WHAT IS REQUIRED → Only the lines from the one with "Annotation task — pin every instance of the ear" onward are wanted, through the last line of the entries, set down exactly.

(Dataset excerpts)
****************************************
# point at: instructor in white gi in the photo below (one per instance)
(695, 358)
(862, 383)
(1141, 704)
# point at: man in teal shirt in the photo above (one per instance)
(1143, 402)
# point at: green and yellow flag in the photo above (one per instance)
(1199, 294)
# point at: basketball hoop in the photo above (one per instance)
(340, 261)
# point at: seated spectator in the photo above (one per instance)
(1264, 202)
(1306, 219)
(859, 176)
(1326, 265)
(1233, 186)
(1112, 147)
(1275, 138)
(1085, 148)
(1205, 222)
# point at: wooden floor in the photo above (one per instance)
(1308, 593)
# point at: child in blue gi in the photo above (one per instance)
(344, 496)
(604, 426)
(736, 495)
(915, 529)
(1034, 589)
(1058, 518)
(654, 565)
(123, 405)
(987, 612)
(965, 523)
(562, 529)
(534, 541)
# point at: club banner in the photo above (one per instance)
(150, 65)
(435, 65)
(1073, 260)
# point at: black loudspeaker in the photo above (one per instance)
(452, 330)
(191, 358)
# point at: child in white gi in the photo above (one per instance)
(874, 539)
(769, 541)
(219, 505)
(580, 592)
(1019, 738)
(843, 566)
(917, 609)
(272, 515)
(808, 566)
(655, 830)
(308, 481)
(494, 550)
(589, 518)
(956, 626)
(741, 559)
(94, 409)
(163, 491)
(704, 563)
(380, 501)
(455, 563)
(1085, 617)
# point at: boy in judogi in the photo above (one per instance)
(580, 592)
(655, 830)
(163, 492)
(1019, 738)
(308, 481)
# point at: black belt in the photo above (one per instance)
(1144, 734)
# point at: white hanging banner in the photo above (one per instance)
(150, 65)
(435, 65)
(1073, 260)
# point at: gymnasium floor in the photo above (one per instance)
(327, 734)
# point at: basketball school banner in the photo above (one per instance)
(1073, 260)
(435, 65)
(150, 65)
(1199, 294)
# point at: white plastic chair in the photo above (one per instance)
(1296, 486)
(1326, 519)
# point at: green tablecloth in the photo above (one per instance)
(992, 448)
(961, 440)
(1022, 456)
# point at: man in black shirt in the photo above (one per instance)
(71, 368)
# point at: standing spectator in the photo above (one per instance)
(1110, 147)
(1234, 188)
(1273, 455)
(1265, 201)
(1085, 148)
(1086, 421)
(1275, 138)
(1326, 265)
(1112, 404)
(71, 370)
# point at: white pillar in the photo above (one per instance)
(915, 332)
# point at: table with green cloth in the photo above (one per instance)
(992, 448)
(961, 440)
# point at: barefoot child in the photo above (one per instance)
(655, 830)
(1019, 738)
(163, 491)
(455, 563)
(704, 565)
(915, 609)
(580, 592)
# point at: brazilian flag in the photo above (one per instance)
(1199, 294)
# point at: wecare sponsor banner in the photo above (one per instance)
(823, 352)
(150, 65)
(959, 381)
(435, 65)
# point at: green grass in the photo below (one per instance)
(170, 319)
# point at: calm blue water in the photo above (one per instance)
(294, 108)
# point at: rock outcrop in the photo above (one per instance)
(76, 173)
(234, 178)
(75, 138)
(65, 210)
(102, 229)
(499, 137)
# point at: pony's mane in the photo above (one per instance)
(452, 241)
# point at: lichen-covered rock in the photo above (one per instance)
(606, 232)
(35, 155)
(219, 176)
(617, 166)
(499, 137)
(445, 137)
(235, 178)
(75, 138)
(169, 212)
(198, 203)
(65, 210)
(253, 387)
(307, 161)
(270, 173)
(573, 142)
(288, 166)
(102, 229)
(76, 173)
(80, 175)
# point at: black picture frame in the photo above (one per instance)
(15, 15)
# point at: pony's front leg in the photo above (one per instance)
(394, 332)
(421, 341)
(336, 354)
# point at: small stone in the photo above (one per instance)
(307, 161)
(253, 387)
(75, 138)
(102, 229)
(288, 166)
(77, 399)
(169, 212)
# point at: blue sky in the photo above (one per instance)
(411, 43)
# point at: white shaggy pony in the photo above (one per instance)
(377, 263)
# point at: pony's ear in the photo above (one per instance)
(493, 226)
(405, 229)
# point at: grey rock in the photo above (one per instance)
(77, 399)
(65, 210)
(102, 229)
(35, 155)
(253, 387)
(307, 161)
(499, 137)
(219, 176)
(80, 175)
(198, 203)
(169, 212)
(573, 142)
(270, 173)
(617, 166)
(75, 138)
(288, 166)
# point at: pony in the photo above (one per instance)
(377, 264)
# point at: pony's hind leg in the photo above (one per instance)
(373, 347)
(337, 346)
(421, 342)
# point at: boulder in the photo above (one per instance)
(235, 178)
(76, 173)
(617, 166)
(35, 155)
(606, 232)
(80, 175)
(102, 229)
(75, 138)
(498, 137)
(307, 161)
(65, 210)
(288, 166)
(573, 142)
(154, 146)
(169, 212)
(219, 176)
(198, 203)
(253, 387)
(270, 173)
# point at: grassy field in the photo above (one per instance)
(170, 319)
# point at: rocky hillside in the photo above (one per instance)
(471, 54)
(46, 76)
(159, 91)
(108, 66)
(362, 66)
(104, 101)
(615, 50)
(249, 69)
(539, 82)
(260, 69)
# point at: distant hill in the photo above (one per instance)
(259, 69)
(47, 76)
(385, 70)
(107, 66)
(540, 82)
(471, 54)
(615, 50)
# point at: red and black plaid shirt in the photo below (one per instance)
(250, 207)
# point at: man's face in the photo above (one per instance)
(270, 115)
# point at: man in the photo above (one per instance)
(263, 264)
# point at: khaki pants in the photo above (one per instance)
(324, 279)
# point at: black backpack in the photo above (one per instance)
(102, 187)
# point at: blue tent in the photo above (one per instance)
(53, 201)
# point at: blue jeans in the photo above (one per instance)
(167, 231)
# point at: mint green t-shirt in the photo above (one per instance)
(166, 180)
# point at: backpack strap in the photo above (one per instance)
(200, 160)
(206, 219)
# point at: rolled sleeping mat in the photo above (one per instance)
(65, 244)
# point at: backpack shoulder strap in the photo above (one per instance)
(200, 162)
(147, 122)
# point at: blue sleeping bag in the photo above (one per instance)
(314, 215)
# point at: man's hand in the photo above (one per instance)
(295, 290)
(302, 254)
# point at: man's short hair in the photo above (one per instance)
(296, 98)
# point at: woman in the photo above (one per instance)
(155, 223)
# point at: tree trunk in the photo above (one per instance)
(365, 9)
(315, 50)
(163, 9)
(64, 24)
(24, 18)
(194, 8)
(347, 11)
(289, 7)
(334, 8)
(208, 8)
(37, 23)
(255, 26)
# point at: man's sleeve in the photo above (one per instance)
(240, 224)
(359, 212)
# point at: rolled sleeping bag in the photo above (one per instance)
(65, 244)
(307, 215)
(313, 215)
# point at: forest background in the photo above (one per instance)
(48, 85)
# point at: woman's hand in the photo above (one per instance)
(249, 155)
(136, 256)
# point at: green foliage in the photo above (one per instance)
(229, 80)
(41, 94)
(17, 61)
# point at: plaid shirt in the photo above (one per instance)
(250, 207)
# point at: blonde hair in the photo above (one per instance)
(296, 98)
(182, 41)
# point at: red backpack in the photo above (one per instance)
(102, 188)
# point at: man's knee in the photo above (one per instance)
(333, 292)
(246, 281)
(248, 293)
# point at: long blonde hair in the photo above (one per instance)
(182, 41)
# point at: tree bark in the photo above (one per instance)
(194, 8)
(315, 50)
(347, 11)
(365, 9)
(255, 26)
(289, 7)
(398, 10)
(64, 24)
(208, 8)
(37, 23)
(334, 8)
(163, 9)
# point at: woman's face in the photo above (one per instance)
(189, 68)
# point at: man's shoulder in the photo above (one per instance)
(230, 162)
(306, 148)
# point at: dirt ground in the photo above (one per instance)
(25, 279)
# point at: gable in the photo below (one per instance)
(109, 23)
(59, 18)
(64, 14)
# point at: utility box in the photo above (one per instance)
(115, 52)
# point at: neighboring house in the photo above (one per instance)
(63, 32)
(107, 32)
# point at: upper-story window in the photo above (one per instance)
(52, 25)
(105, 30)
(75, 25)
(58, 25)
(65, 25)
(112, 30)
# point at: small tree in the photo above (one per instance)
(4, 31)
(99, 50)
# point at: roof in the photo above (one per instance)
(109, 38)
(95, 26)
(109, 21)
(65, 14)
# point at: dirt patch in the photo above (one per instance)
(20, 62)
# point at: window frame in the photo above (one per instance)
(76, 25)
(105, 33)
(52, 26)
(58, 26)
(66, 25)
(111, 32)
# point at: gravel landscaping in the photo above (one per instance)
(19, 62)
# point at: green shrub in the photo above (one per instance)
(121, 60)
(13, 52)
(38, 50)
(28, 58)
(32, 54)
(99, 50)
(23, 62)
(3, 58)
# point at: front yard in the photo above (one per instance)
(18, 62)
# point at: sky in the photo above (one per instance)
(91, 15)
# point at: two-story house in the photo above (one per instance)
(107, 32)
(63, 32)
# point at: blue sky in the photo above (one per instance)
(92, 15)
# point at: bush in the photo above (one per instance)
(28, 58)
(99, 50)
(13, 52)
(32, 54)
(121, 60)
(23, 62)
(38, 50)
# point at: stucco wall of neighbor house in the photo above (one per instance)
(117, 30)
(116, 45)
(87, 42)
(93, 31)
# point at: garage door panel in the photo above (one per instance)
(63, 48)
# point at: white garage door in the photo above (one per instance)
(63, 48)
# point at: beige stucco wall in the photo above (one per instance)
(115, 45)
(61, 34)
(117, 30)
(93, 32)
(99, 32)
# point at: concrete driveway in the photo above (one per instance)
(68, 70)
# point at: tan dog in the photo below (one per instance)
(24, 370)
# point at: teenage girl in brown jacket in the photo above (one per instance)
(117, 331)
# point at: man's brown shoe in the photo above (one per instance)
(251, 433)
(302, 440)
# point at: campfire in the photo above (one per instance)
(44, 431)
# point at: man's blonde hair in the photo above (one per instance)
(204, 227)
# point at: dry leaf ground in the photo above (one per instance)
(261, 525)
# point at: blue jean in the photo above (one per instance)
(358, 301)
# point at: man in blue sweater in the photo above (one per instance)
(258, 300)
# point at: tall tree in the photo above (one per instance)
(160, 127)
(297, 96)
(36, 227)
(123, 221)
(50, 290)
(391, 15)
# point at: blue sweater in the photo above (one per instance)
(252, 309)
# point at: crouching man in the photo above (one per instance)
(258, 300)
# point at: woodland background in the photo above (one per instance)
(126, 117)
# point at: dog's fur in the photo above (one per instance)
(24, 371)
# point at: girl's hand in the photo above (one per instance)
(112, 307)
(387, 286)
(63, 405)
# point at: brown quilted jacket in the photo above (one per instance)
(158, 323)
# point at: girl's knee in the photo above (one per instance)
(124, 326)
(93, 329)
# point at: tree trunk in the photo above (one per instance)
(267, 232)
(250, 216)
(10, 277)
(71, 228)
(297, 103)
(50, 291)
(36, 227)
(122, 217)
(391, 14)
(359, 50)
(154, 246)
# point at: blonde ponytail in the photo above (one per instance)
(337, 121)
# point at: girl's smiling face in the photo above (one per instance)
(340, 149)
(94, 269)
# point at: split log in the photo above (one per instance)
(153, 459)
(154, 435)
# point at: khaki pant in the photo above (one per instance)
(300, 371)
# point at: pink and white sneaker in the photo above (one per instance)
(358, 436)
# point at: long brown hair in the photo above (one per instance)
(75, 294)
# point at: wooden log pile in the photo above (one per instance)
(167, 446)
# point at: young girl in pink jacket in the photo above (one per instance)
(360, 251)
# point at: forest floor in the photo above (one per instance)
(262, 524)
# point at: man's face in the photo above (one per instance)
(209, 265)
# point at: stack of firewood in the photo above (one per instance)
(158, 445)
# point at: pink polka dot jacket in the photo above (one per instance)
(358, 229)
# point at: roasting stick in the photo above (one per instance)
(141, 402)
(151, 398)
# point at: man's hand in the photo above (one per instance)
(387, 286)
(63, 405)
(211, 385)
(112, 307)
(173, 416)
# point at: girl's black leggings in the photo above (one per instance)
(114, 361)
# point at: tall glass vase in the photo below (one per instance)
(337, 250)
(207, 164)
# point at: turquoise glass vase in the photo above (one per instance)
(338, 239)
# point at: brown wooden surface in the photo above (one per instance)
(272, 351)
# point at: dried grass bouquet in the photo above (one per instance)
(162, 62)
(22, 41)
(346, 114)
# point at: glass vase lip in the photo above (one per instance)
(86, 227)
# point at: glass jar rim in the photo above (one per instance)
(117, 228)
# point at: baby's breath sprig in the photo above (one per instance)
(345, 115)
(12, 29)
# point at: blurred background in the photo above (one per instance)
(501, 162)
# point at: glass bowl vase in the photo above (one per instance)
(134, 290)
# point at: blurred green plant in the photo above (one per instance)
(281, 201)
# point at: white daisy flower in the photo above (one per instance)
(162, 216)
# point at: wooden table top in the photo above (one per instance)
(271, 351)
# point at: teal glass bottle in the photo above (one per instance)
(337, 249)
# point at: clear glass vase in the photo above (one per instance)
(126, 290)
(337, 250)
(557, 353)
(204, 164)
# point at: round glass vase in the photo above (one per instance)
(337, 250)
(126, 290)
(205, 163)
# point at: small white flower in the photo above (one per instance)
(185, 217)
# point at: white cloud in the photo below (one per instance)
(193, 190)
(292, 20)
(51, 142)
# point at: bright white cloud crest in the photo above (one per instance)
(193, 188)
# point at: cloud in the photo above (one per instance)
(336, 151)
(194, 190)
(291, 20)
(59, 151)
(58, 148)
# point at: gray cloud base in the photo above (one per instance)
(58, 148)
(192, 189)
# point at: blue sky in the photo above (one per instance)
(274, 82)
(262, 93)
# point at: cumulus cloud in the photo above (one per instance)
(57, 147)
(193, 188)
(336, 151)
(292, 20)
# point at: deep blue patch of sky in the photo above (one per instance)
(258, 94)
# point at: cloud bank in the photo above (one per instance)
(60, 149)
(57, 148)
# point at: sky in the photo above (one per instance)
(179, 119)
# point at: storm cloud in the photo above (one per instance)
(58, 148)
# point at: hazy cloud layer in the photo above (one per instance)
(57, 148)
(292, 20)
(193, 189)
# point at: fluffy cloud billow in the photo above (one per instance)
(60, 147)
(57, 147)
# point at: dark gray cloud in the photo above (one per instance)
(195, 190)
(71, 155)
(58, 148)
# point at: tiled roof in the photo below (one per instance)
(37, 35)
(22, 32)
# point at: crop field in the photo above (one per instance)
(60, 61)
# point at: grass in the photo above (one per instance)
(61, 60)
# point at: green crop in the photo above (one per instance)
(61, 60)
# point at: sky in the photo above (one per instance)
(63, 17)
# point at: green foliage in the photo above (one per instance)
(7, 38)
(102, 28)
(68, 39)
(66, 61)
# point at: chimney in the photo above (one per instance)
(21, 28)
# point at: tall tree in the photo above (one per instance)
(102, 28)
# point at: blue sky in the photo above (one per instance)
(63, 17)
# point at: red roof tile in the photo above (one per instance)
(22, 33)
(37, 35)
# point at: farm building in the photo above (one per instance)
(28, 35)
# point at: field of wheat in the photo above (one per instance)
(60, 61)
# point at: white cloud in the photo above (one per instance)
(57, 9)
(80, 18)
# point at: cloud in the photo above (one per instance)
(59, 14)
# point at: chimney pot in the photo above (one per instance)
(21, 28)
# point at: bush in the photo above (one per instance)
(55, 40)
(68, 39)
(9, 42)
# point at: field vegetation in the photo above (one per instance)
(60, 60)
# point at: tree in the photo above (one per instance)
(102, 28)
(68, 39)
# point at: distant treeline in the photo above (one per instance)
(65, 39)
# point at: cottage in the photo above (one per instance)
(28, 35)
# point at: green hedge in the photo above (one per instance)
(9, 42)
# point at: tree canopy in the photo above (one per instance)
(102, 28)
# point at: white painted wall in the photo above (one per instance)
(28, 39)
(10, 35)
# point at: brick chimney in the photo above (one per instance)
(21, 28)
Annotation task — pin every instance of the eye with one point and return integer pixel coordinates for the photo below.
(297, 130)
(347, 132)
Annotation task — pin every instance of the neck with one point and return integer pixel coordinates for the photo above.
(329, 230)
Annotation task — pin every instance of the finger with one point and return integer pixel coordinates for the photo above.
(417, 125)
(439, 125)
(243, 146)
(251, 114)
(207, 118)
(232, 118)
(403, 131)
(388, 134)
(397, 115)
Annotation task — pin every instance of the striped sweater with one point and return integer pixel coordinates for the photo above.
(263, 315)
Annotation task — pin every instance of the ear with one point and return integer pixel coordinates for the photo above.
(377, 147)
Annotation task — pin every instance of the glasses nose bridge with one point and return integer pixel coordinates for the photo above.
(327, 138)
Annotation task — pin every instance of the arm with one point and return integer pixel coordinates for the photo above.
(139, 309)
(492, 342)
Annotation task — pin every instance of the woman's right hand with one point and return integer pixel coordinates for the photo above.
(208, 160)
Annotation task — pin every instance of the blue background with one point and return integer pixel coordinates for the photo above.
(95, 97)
****************************************
TASK ANSWER →
Annotation task — pin every instance of the ear with one point and return integer pixel coordinates for the photo above.
(377, 147)
Annotation task — pin every instance of the glasses nose bridge with one point and return integer pixel coordinates for the photo above.
(327, 138)
Annotation task — pin every instance of the arm with one point and return integer pixel coordinates for the photo above.
(139, 309)
(492, 342)
Annotation task — pin every instance of the woman's right hand with one point and return integer pixel coordinates for the photo above.
(208, 160)
Annotation task — pin every instance of the blue background with one point and return integer pixel coordinates for the photo above.
(95, 97)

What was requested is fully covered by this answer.